AIM OF THE EXERCISE ▸ Your output should be the lines of the entries below, exactly, from the first one through the line that holds "pixel 382 40".

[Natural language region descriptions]
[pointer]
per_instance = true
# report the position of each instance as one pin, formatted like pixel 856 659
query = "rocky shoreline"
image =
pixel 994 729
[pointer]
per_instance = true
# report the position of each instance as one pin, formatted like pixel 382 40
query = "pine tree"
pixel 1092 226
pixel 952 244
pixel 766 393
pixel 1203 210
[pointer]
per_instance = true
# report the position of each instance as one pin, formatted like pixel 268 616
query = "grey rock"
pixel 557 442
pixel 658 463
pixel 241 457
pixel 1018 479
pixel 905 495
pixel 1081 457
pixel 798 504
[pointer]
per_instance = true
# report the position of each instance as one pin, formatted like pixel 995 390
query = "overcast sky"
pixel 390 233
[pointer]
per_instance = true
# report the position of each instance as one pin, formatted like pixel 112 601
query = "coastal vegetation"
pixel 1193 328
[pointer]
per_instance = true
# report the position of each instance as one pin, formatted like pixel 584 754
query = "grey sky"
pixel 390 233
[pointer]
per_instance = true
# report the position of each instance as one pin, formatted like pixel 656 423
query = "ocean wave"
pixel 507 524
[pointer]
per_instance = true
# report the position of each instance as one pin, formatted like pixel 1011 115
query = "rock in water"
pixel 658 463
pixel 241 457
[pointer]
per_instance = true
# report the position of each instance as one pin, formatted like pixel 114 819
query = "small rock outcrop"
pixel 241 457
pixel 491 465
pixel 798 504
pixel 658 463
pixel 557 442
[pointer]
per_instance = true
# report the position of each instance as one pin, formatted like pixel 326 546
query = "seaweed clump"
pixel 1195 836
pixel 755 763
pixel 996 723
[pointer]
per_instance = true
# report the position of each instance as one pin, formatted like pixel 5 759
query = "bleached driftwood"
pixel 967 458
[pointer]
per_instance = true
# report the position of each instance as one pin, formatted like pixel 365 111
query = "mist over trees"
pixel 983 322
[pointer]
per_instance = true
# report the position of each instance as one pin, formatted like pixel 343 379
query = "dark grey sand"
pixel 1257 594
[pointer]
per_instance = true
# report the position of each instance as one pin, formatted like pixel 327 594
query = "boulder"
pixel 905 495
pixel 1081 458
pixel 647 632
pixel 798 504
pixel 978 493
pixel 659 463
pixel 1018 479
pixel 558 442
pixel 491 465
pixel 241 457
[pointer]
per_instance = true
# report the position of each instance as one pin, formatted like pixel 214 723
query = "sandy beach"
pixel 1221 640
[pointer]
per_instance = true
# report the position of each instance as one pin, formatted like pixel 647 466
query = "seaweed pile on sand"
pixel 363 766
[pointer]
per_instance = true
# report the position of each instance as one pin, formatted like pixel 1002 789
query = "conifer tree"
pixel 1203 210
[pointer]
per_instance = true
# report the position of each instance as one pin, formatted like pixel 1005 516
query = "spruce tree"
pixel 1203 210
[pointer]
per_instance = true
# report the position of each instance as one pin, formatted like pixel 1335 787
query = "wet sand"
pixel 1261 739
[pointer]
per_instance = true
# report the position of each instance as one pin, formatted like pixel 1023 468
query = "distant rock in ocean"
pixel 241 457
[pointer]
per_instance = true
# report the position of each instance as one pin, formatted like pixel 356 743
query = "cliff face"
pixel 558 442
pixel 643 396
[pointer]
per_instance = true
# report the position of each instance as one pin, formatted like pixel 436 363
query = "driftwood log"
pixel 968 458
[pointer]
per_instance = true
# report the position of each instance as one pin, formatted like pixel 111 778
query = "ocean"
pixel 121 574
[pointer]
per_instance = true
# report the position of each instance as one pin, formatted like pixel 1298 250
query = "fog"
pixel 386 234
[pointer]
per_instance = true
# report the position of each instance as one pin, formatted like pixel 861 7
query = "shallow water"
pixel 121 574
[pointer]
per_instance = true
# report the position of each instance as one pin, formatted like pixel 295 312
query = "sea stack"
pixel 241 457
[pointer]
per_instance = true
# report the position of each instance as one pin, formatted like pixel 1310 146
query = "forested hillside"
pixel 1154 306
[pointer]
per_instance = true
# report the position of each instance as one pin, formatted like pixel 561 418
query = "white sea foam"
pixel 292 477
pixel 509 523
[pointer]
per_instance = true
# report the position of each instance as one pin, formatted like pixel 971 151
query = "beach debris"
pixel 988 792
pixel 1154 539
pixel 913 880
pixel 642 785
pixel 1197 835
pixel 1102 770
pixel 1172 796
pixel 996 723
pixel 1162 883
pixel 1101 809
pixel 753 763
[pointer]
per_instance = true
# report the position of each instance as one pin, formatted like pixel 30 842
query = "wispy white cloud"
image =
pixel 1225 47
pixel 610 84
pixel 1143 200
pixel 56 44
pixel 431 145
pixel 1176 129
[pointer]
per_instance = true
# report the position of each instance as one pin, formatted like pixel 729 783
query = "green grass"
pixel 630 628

RESULT FOR THIS TASK ▸
[pointer]
per_instance = true
# report the position of each instance as one pin, formatted like pixel 856 659
query = "rocky shoreline"
image =
pixel 994 729
[pointer]
per_instance = true
# report the position of each instance as one pin, formatted like pixel 382 40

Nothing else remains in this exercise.